Copy every line below where the string "frame" is found.

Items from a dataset
● ● ●
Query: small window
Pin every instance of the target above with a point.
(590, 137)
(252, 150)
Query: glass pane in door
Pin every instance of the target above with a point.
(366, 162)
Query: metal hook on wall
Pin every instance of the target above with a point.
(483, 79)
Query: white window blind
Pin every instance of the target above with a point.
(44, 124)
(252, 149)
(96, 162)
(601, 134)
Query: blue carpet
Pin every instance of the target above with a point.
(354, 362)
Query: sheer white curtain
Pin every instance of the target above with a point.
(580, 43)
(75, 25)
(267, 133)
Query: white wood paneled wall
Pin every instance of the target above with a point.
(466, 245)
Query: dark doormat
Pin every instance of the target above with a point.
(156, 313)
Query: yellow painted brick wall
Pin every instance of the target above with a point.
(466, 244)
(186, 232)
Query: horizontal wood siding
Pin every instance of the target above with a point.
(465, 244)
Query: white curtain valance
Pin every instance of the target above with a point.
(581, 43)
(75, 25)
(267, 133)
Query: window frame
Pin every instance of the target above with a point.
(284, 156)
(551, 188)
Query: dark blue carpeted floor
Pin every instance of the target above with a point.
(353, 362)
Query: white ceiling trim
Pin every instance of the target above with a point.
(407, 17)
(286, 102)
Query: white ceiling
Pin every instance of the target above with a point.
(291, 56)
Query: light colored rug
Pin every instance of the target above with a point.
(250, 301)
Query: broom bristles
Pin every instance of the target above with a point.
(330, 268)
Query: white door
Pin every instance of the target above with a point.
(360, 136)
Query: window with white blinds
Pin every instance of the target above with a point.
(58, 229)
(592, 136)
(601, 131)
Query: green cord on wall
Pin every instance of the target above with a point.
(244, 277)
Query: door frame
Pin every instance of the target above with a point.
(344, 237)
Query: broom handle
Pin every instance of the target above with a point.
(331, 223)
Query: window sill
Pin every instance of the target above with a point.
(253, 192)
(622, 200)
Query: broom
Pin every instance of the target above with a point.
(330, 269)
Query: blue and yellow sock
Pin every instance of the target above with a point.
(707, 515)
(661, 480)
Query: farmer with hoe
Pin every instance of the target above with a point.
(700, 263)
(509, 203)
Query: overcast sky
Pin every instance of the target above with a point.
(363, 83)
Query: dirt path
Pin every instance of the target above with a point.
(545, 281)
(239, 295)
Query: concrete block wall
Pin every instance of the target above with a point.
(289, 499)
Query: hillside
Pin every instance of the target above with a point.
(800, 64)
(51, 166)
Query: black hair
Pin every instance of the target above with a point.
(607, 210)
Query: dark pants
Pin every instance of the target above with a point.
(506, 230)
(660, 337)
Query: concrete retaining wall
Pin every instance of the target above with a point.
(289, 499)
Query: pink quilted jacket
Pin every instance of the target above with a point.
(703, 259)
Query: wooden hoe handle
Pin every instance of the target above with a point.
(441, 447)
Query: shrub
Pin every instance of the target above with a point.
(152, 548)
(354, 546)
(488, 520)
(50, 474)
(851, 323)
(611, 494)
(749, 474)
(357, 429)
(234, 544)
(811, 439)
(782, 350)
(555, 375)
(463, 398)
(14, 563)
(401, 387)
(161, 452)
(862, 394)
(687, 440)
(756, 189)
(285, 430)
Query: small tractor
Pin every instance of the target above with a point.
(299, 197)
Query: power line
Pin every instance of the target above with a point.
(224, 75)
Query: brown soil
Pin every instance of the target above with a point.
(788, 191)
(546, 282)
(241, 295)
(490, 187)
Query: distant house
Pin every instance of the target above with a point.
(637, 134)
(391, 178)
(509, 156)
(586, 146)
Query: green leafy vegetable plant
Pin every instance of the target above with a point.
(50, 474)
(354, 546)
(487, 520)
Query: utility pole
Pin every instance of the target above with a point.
● ● ●
YOUR RESPONSE:
Query: window frame
Query: door frame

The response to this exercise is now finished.